“Oh!! You have to see the Pandas! They are the cutest!!”
Atleast 3 of my friends had said this line to me when I told them that I was visiting Macau. And I have never seen one in my life too; except in those animated flicks where the Panda kicks some serious ass. So, before I had even left for Macau, I had scribbled down somewhere in my notebook: “Visit the Giant Panda zoo in Macau”
Contrary to what most people believe, Macau is not a single island. It is actually made up of 2 different islands which are connected to each other through at least 3 different road-links. My hotel was in Taipa, the northern-most island. And the Macau giant panda zoo was located in the Seak Pai Van Park in Coloane, the southern Island.
So, I dedicated a full day to spend in Coloane to see the Pandas, and explore the Coloane Village.
Read: For things to do in Taipa, start with the ruins and crypts of St. Paul in Macau.
The pandas are calling
And on a particularly bright Sunday morning, I set out from my ‘Royal Hotel’ in Taipa. Bus number 25 dropped me right in front of the Seak Pai Van Park (which in Portuguese would be the ‘Parque De Seac Pai Van’). I had taken this bus before when I had to get the Venetian hotel, so let’s just say that I was an expert by now!
The Seak Pai Van is not just a park in Macau: it is the largest natural green space in entire Macau. Well, given the size of Macau, it is quite large enough. The park began with a decent museum of nature and agriculture, which had a few open-air installations and flower arrangements. The park was free entry, and the not too bad to spend a few minutes, but nothing much to write about.
A little further – in complete opposites to everything natural – was a lifesize airplane. Not much information was available about this airplane, but an internet search informed me later that this was a transit plane from Portugal to Macau, back in the days.

§ **Set tasks**:
1. Please quote the Macau trip account word for word, beginning at "Atleast 3 of" and stopping after "the Coloane Village.".
2. Write the next part of the Macau trip account, picking up after its final sentence.

§ **Data entries**:

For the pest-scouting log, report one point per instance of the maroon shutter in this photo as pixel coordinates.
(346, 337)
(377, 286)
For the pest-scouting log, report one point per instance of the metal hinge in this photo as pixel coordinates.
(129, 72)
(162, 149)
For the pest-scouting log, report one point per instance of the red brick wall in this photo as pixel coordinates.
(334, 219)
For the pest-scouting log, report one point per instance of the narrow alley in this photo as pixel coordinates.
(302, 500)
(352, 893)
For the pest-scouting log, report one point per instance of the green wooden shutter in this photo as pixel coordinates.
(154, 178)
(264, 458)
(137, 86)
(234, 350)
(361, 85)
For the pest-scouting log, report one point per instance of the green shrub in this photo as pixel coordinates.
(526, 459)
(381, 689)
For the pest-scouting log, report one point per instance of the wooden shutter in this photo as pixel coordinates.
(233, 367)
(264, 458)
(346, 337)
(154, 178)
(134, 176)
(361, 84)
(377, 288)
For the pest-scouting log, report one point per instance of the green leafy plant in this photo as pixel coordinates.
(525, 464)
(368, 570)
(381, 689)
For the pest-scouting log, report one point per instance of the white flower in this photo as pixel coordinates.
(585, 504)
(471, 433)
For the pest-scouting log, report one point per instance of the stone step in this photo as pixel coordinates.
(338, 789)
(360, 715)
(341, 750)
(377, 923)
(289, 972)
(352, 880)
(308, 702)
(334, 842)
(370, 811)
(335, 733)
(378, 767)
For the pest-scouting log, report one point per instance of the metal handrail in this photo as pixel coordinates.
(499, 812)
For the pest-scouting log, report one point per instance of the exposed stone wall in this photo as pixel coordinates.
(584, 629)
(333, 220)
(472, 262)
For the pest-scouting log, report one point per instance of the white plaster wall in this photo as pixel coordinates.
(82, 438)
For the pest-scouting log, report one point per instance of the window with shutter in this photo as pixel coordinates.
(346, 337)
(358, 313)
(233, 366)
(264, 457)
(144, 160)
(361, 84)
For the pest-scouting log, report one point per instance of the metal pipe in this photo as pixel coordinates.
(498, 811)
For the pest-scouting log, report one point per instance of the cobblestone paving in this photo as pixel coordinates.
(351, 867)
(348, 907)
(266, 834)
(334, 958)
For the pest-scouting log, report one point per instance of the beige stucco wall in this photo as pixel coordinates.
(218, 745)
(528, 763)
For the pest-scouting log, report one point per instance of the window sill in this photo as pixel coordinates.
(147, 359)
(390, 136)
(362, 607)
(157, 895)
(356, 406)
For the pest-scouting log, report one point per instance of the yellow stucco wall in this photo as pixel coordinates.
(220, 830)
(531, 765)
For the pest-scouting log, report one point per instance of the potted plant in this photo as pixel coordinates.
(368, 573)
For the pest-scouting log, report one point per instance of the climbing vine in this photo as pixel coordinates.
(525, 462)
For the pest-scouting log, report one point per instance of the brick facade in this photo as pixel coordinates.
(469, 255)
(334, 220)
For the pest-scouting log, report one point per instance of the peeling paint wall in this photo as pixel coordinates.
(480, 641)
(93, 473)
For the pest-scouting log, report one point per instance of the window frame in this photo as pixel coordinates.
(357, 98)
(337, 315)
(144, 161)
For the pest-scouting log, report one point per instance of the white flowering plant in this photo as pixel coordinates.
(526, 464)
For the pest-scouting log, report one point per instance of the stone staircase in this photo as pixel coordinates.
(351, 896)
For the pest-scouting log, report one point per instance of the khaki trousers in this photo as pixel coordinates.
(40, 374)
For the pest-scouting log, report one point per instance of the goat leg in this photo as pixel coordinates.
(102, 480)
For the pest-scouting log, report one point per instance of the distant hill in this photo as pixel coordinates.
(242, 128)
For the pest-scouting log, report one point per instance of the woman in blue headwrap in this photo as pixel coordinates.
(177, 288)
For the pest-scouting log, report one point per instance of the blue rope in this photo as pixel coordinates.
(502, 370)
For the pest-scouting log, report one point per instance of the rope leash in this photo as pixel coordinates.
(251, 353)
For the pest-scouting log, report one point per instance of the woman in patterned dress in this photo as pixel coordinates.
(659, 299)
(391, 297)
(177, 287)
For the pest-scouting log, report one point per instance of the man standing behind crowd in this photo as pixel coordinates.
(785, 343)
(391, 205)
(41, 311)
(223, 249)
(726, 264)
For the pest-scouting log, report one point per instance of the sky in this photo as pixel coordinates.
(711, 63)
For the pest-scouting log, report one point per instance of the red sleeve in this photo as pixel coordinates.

§ **Responses for each task**:
1.
Atleast 3 of my friends had said this line to me when I told them that I was visiting Macau. And I have never seen one in my life too; except in those animated flicks where the Panda kicks some serious ass. So, before I had even left for Macau, I had scribbled down somewhere in my notebook: “Visit the Giant Panda zoo in Macau”
Contrary to what most people believe, Macau is not a single island. It is actually made up of 2 different islands which are connected to each other through at least 3 different road-links. My hotel was in Taipa, the northern-most island. And the Macau giant panda zoo was located in the Seak Pai Van Park in Coloane, the southern Island.
So, I dedicated a full day to spend in Coloane to see the Pandas, and explore the Coloane Village.

2.
As I continued walking from the airplane, there was Panda symbolism everywhere. Giant pandas – no, actually just their statues – stood everywhere along the path. A little ominous, considering that there were no tourists around them taking selfies. I should have guessed that something was wrong. But of course, I am an expert in making all sorts of screw-ups on my travels, so I didn’t hazard any hazardous ideas.
I passed a lake (looked like it was not natural), with some birds. And a monkey enclosure which was decently interesting. By this point, I was close to the Macau giant panda pavilion. But still, there were no tourists anywhere. What was I missing?
And finally, I came to the giant panda enclosure. And next to it, was a little ticket shop. The board outside the ticket shop had the prices mentioned on it: 10 MOP for a viewing. But there was no one INSIDE the ticket shop for me to collect the tickets.
And then I saw the small English notice below the price board: “The Macau giant panda pavilion is temporarily closed for renovations”
Well, I am no stranger to unfortunate things and travel misadventures. While I was definitely disappointed, it didn’t mean I couldn’t enjoy the rest of Macau. And what if I couldn’t see the real pandas? There were plenty of Panda statues around, and I took consolation by snapping my pictures next to them.
Even if the panda pavilion itself was closed, there was also a small gift shop in the area. With too much time to kill – but not enough money to spend – I went into the gift shop and pretended like I was admiring the panda dolls.
Actually, I was just enjoying the aircon.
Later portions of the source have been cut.